[Opening Dataset content section]
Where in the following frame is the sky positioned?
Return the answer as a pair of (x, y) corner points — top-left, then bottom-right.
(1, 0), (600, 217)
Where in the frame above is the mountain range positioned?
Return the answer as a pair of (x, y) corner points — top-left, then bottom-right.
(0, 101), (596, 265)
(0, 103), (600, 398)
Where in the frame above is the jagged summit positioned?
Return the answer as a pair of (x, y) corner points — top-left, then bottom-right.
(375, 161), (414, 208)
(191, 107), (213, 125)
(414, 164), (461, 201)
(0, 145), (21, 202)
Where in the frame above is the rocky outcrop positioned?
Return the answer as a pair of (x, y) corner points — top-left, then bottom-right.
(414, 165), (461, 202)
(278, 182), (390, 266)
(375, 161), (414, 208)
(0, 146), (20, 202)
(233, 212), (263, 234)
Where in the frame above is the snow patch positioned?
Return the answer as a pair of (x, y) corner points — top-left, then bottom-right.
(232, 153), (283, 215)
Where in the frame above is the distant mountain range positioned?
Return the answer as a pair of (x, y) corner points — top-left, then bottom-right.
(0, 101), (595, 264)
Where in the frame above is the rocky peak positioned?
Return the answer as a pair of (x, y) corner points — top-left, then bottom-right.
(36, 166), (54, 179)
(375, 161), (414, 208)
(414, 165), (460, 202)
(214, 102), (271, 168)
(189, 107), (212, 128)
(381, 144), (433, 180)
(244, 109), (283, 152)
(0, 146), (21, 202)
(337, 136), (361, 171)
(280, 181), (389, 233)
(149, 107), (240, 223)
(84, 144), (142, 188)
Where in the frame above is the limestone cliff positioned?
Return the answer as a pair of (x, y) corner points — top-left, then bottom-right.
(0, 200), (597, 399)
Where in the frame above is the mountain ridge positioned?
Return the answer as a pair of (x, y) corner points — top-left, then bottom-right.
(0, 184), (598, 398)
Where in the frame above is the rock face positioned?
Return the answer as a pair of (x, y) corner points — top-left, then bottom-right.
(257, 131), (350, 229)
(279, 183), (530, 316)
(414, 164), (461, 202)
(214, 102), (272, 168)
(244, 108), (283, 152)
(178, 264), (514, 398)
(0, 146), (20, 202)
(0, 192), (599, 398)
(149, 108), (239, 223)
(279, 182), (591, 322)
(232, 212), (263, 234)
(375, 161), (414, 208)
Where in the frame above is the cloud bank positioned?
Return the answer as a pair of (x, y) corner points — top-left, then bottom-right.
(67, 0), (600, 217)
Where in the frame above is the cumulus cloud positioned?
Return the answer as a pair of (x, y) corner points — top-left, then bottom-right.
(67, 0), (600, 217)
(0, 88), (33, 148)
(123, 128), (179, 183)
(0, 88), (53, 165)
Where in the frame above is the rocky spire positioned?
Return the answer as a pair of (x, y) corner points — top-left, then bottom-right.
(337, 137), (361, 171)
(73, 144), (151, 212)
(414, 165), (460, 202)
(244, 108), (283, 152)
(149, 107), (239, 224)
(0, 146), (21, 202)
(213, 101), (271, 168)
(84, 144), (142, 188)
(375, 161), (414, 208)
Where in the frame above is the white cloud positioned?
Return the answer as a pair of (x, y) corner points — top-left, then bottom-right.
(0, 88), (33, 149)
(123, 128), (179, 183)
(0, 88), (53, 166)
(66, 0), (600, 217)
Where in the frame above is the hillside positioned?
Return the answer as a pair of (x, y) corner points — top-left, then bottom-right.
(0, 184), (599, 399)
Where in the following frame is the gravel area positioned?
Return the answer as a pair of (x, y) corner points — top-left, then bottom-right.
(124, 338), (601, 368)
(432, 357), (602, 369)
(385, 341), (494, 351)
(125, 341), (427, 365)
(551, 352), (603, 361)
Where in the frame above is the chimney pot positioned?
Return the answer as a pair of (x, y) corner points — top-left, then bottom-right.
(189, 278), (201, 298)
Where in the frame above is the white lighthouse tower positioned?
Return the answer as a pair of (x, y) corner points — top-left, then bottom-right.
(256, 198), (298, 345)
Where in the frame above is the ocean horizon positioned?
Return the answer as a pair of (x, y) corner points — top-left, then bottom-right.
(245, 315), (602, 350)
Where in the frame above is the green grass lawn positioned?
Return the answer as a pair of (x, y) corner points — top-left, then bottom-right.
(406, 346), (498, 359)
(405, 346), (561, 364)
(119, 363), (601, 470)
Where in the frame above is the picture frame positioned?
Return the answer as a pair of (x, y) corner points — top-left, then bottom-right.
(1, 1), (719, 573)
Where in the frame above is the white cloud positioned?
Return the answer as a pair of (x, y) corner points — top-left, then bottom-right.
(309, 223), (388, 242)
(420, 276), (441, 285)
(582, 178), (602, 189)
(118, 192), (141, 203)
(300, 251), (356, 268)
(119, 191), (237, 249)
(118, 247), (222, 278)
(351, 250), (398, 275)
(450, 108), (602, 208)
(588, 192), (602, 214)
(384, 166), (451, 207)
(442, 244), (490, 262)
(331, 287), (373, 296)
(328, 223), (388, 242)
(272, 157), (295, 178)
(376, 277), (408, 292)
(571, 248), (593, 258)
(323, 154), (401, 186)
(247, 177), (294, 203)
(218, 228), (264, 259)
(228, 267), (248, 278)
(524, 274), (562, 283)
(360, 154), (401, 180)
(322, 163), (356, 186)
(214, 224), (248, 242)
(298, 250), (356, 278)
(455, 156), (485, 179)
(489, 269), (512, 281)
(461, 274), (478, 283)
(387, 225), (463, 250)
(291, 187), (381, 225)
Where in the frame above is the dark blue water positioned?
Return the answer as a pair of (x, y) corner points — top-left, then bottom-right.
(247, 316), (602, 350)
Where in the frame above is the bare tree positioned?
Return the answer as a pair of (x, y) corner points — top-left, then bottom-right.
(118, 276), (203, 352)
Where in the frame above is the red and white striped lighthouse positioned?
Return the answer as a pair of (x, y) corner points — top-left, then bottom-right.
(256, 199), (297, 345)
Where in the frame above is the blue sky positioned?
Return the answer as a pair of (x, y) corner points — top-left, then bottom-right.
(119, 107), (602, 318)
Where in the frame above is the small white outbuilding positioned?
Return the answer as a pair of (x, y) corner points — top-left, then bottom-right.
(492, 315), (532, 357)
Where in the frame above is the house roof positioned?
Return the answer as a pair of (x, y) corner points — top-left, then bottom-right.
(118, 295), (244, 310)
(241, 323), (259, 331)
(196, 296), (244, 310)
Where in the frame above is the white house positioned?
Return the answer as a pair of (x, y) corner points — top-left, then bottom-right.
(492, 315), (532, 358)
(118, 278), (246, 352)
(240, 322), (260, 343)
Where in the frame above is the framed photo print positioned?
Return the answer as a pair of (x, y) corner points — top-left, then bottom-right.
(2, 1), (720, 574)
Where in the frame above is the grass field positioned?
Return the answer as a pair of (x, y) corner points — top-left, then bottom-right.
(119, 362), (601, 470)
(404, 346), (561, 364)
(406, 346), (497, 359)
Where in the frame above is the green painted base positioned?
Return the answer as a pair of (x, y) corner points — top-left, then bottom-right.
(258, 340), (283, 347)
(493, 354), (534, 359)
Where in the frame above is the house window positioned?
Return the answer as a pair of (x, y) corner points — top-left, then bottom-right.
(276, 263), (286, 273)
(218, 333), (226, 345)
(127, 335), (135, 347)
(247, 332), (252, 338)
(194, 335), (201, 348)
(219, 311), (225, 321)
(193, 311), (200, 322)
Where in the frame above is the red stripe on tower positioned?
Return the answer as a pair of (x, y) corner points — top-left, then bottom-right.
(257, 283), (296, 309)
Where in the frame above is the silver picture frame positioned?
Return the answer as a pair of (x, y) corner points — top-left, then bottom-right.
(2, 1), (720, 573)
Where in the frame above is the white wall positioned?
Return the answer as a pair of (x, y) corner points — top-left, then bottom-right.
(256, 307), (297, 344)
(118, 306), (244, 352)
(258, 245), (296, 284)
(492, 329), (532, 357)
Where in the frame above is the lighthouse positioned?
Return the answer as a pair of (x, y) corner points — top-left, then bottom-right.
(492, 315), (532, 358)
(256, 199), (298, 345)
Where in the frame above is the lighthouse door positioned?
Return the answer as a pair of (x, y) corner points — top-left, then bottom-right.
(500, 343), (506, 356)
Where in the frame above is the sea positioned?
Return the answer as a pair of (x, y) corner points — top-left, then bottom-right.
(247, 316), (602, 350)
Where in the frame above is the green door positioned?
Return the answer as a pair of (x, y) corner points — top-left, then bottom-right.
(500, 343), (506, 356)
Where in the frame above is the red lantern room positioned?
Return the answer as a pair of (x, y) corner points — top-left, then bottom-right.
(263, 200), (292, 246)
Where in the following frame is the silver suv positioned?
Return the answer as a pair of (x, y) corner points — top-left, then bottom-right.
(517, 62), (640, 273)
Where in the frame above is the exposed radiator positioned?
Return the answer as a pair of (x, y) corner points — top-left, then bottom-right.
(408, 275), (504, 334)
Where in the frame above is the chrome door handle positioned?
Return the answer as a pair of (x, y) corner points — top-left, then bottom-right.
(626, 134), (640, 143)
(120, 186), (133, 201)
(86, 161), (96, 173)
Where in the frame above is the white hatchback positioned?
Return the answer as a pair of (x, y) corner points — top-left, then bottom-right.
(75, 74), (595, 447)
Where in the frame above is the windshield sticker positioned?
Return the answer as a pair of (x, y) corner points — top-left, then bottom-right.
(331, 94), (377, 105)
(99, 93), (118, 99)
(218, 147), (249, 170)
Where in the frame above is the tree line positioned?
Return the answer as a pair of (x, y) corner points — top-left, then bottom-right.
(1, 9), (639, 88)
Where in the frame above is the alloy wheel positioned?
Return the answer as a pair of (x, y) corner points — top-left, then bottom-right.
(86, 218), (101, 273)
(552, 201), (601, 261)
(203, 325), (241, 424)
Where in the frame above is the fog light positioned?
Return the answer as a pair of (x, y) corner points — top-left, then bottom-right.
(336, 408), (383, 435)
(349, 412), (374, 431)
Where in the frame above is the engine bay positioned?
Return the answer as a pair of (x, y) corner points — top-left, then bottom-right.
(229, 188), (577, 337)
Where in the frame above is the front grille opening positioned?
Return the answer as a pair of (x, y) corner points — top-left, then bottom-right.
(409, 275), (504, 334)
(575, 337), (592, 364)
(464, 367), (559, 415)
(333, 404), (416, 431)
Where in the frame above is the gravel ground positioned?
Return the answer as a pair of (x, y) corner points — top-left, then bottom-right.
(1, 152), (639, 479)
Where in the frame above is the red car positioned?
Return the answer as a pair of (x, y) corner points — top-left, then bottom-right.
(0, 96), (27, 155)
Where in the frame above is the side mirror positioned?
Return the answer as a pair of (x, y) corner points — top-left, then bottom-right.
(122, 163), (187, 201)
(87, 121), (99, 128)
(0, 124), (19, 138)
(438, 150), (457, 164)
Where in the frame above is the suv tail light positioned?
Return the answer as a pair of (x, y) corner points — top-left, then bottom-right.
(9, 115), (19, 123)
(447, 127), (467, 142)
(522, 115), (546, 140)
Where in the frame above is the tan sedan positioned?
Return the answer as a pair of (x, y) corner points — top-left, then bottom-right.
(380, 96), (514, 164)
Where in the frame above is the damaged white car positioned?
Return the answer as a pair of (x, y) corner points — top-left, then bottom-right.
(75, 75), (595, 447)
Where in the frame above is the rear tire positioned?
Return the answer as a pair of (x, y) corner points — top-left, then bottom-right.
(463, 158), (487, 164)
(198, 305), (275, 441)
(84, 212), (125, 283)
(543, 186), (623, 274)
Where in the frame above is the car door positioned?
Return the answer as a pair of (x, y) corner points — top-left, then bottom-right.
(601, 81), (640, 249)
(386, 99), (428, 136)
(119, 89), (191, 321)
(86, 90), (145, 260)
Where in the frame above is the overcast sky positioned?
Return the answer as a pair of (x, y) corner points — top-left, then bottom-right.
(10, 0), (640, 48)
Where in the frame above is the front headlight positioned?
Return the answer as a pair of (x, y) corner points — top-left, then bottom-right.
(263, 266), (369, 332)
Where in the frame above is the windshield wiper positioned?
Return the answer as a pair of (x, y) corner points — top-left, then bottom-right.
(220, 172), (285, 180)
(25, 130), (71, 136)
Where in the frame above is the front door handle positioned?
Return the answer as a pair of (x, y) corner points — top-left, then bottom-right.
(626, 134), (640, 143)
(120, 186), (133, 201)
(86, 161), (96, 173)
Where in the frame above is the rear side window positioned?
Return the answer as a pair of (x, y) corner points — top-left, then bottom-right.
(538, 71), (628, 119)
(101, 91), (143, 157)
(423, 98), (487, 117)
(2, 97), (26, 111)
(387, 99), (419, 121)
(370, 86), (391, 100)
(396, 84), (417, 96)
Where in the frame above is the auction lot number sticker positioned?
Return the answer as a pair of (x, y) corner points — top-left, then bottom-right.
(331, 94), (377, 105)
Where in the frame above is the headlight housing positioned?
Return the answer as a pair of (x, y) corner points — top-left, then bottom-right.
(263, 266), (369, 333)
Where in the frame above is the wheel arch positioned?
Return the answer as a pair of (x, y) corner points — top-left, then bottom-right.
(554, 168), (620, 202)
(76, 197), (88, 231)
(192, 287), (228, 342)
[Closing Dataset content section]
_Problem to solve:_
Using the entries above, output exactly the lines between the line holding "Where in the frame above is the rocky outcrop" and the line holding "Where in the frame above is the limestone", end lines included, and nothing more.

_Written response:_
Where in the frame above is the rocky outcrop positioned?
Return the answer as a pair of (x, y) corner points — top-left, then bottom-right.
(414, 165), (461, 202)
(278, 182), (390, 266)
(375, 161), (414, 208)
(0, 146), (20, 202)
(233, 212), (263, 234)
Where in the frame above is the snow patch positioned?
Return the answer as a pair of (x, y) corner points — top-left, then bottom-right.
(232, 153), (283, 215)
Where in the frame above is the distant mountain range positioned?
Return the answer as a pair of (x, y) corner points — top-left, then bottom-right.
(0, 101), (595, 264)
Where in the frame above is the rocky peak positioned?
Return the answer as a pair of (x, y) corner points — top-left, then bottom-right.
(36, 166), (54, 179)
(375, 161), (414, 208)
(414, 165), (460, 202)
(214, 102), (271, 168)
(189, 107), (212, 128)
(381, 144), (433, 180)
(244, 109), (283, 152)
(0, 146), (21, 202)
(337, 136), (361, 171)
(280, 181), (389, 233)
(149, 107), (240, 223)
(84, 144), (142, 188)
Where in the frame above is the limestone cliff positioned?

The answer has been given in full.